Write the records out again, keeping each line exactly as it is.

**Excerpt from a dataset:**
▬▬▬▬▬▬
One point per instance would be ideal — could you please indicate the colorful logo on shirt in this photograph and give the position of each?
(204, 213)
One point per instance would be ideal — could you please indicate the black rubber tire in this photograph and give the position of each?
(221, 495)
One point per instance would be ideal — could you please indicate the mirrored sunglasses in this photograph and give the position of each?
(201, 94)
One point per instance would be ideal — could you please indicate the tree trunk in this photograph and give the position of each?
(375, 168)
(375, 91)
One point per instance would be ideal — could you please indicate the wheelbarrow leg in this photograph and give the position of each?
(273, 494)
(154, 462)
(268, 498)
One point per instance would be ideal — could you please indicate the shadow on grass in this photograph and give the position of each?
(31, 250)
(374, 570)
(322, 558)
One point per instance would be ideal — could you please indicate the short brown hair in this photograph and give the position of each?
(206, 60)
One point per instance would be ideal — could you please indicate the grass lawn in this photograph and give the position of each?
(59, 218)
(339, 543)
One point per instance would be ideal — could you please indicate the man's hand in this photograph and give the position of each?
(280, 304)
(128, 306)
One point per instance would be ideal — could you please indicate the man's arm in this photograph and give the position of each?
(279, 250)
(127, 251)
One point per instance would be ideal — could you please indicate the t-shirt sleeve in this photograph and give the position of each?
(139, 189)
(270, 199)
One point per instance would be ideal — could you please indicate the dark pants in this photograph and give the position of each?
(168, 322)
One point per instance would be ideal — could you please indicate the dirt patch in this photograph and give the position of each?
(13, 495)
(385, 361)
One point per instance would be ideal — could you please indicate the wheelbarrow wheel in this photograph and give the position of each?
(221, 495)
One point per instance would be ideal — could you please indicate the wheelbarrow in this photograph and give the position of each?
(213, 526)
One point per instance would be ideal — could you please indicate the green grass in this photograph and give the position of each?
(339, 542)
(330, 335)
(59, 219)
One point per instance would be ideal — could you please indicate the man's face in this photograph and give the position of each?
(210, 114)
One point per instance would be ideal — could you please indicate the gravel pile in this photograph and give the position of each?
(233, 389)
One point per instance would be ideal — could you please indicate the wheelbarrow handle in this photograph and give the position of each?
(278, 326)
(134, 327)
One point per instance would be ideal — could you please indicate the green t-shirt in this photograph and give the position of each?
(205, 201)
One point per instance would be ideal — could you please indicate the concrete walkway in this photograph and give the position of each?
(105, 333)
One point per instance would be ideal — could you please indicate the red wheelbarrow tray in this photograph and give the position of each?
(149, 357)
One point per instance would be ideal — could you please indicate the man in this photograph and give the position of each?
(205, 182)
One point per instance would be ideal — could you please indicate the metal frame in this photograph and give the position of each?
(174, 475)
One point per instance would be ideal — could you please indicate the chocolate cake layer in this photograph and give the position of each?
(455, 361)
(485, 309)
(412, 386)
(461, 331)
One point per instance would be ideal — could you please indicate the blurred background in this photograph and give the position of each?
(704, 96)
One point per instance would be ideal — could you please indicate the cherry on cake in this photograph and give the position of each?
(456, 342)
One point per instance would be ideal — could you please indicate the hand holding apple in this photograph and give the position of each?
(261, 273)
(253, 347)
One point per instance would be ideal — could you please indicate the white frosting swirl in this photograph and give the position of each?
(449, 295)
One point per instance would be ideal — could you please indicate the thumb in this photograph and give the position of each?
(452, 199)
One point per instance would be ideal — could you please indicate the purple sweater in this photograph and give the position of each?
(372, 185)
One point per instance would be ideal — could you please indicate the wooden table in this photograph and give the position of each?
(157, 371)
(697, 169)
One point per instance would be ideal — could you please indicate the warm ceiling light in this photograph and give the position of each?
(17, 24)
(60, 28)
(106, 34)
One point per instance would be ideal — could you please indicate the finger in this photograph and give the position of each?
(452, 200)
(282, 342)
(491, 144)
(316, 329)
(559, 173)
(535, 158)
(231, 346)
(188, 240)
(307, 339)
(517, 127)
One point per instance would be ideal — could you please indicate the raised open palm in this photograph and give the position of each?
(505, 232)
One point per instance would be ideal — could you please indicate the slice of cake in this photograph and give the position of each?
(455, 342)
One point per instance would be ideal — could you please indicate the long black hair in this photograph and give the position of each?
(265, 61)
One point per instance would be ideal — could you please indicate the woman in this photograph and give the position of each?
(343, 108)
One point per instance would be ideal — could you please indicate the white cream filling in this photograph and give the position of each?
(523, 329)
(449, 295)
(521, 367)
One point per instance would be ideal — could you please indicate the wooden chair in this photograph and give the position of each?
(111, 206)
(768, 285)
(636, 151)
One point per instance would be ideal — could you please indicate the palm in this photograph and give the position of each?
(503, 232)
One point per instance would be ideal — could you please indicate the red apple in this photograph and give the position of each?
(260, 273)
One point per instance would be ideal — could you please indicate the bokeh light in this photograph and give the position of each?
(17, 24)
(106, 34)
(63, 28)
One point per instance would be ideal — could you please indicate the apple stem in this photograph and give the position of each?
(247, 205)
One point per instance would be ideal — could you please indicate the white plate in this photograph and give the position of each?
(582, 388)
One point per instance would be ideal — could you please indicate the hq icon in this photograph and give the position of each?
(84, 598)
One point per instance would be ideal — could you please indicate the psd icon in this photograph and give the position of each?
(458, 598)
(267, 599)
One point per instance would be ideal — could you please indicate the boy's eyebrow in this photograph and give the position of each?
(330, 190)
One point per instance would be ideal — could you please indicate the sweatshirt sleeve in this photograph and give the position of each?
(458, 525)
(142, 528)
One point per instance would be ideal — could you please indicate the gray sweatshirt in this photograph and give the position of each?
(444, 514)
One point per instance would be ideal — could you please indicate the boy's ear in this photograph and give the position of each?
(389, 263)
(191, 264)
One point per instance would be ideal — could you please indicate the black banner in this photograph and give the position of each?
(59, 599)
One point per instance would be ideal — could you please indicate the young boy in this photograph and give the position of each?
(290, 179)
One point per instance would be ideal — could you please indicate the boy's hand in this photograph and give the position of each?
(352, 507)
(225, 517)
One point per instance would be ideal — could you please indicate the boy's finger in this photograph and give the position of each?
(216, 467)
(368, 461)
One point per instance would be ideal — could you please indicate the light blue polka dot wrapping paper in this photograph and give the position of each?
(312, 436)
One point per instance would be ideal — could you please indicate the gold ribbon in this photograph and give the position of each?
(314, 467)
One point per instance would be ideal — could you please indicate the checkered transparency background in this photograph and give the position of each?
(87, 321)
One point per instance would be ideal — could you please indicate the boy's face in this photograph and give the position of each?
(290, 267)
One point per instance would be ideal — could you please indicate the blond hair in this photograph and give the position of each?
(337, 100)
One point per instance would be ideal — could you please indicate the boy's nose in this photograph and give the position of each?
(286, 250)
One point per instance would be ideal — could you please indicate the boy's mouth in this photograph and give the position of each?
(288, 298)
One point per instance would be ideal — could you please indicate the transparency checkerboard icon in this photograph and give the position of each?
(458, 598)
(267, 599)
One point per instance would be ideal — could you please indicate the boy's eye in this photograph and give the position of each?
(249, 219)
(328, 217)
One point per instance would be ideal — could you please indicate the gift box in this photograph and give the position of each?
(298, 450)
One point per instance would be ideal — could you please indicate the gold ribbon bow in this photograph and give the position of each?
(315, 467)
▬▬▬▬▬▬
**The solution:**
One point per instance would be ideal — could you please indicate the colorful logo on shirt in this photograph and give the position of each?
(204, 213)
One point per instance would be ideal — could you please indicate the black rubber tire in this photograph and give the position of each?
(221, 495)
One point per instance would be ideal — could you please indicate the mirrored sunglasses in this photograph and give the position of each?
(201, 94)
One point per instance would be ideal — could you please indicate the tree trunk in this photograph and give the position of each?
(375, 168)
(375, 91)
One point per instance would be ideal — could you please indicate the wheelbarrow leg in this photograph and give the position of each?
(273, 494)
(154, 462)
(268, 498)
One point per instance would be ideal — could you please indicate the shadow on grass in this photograph and give the position of each?
(31, 250)
(374, 570)
(322, 558)
One point per instance would be ideal — could you please indicate the short brown hair in this photograph and give the position of each?
(206, 60)
One point per instance would be ideal — could you please indicate the grass lawn in this photograph and give the position of each?
(59, 218)
(339, 543)
One point per instance would be ideal — could you please indicate the man's hand in this photograph and give the position of each?
(280, 304)
(128, 306)
One point per instance would be ideal — could you please indicate the man's arm in this photograph and give the position of each?
(279, 250)
(127, 251)
One point per instance would be ideal — could you please indicate the t-shirt sleeve in this photograph and give the position of each?
(139, 189)
(270, 199)
One point per instance would be ideal — could you please indicate the dark pants in this photograph and give the position of each?
(168, 322)
One point per instance would be ideal — could you please indicate the dirt patch in this photograph and give the position of each?
(13, 495)
(385, 361)
One point per instance would be ideal — could you please indicate the wheelbarrow wheel in this photograph and give the position of each?
(221, 495)
One point per instance would be ideal — could you please indicate the wheelbarrow in this photograph and give the position of each?
(213, 526)
One point per instance would be ideal — could you please indicate the green grass in this photograph and give the position of each?
(339, 542)
(330, 335)
(59, 219)
One point per instance would be ideal — could you please indicate the man's face in this photograph and give the position of each?
(210, 114)
One point per instance would be ideal — could you please indicate the gravel pile in this photograph and give the position of each?
(233, 389)
One point per instance would be ideal — could you please indicate the wheelbarrow handle in this photograph and give the position of each?
(278, 326)
(134, 327)
One point per instance would be ideal — could you please indicate the green t-shirt in this photograph and give the position of each?
(205, 201)
One point per instance would be ideal — could you please indicate the concrete walkway in this photograph and give the position of each?
(105, 333)
One point per instance would be ideal — could you please indicate the red wheelbarrow tray in this photograph and give the position of each?
(149, 357)
One point per instance would be ideal — could you please indicate the man in this photograph and give the position of each?
(205, 182)
One point per instance would be ideal — could you please indicate the metal frame in this photograph and give the position of each?
(174, 475)
One point per instance would be ideal — could you please indicate the chocolate cake layer in this photograph and give the position of each?
(455, 361)
(485, 309)
(412, 386)
(461, 331)
One point per instance would be ideal — could you please indicate the blurred background in this photograph and give the position of each?
(704, 96)
One point per instance would be ideal — could you please indicate the cherry on cake in this photograph and give the position of each?
(456, 342)
One point per instance would be ideal — could you please indicate the hand holding apple in this photograph and give the position of each?
(261, 273)
(253, 347)
One point per instance would be ideal — could you please indicate the white frosting swirl in this photograph and give the position of each?
(449, 295)
One point per instance would be ideal — could you please indicate the thumb in this photograph and give the position of each?
(452, 199)
One point per instance would be ideal — could you please indicate the purple sweater in this photograph and give the position of each?
(372, 185)
One point per instance would be ideal — could you please indicate the wooden table in this photograph and give the position of each?
(157, 371)
(697, 169)
One point per instance would be ideal — could you please indicate the warm ceiling light in this photograph and give the position of each?
(17, 24)
(60, 28)
(106, 34)
One point per instance would be ideal — could you please indicate the finger in this photograph and give the position of each?
(452, 200)
(282, 342)
(491, 144)
(316, 329)
(559, 173)
(535, 158)
(231, 346)
(188, 240)
(307, 339)
(517, 127)
One point per instance would be ideal — could you please indicate the raised open palm in this photograph and give the position of each?
(505, 232)
One point per instance would be ideal — could you please indicate the slice of cake in this photograph and give the position of each?
(455, 342)
One point per instance would be ideal — could you please indicate the long black hair in this photograph and give the position of each?
(265, 61)
One point per instance would be ideal — could you please indicate the woman in this photograph and give the position of each?
(343, 108)
One point per instance would be ideal — could you please indicate the white cream filling in this photograph and give the position of each?
(523, 329)
(449, 295)
(521, 367)
One point per instance would be ideal — could you please indicate the wooden chair in this photograph and give the position of each?
(111, 206)
(768, 285)
(636, 151)
One point per instance would be ideal — could you please indicate the palm in this photograph and give the position of each?
(503, 232)
One point per instance would be ideal — could you please indicate the red apple in this photograph and give the position of each?
(260, 273)
One point per instance would be ideal — could you please indicate the bokeh light in this photograph and give the position of each?
(17, 24)
(106, 34)
(63, 28)
One point per instance would be ideal — could you please indicate the apple stem in this photograph and give the position of each?
(247, 205)
One point per instance would be ideal — could you please indicate the white plate in this photograph and give the position of each?
(582, 388)
One point per instance would be ideal — could you please indicate the hq icon in this photograph and give the position of each?
(84, 598)
One point per instance would be ideal — could you please indicate the psd icon in this photograph and give the position of each?
(458, 598)
(267, 599)
One point per instance would be ideal — could you please indicate the boy's eyebrow in this photograph and give the position of each?
(330, 190)
One point per instance would be ideal — could you please indicate the sweatshirt sleeve in this photograph and give the position of each?
(458, 525)
(142, 528)
One point per instance would be ideal — could you please indicate the gray sweatshirt in this photograph and give the position of each?
(444, 514)
One point per instance would be ideal — could you please indicate the boy's ear in this photograph and give the position of each?
(389, 263)
(191, 264)
One point per instance would be ideal — could you please indicate the black banner in this photograph and give the position of each?
(59, 599)
One point per instance would be ideal — could you please indicate the young boy in this photograph and give the position of each?
(290, 179)
One point per instance would be ideal — could you please indicate the boy's hand in this photograph and give the position of each?
(352, 507)
(225, 517)
One point per instance would be ideal — could you please indicate the boy's finger in this photograph and give the position of each?
(216, 467)
(368, 461)
One point per instance would be ideal — could you please indicate the light blue polka dot wrapping paper in this photograph and give the position of each?
(312, 436)
One point per instance would be ideal — could you please indicate the gold ribbon in this photograph and give the position of each?
(314, 467)
One point per instance would be ideal — could you please indicate the checkered transparency background in this photograph and give the position of each?
(87, 321)
One point per instance would be ideal — could you please indicate the boy's face in this photograph and give the position of each?
(290, 267)
One point per instance would be ideal — could you please indicate the blond hair in this photograph and give the position of each?
(337, 100)
One point per instance would be ideal — could you please indicate the boy's nose in this photograph and give the position of each?
(286, 250)
One point per instance would be ideal — could you please indicate the boy's mouth in this photograph and give the position of each?
(288, 298)
One point per instance would be ideal — could you please indicate the transparency checkerboard icon in this photograph and give the position of each?
(458, 598)
(267, 599)
One point per instance would be ideal — could you please indicate the boy's eye in this photograph and give the position of each?
(249, 219)
(328, 217)
One point per instance would be ideal — could you please indicate the gift box in this photograph and give the position of each?
(298, 450)
One point per instance would be ideal — could you please indicate the gold ribbon bow in this photograph and give the position of each?
(315, 467)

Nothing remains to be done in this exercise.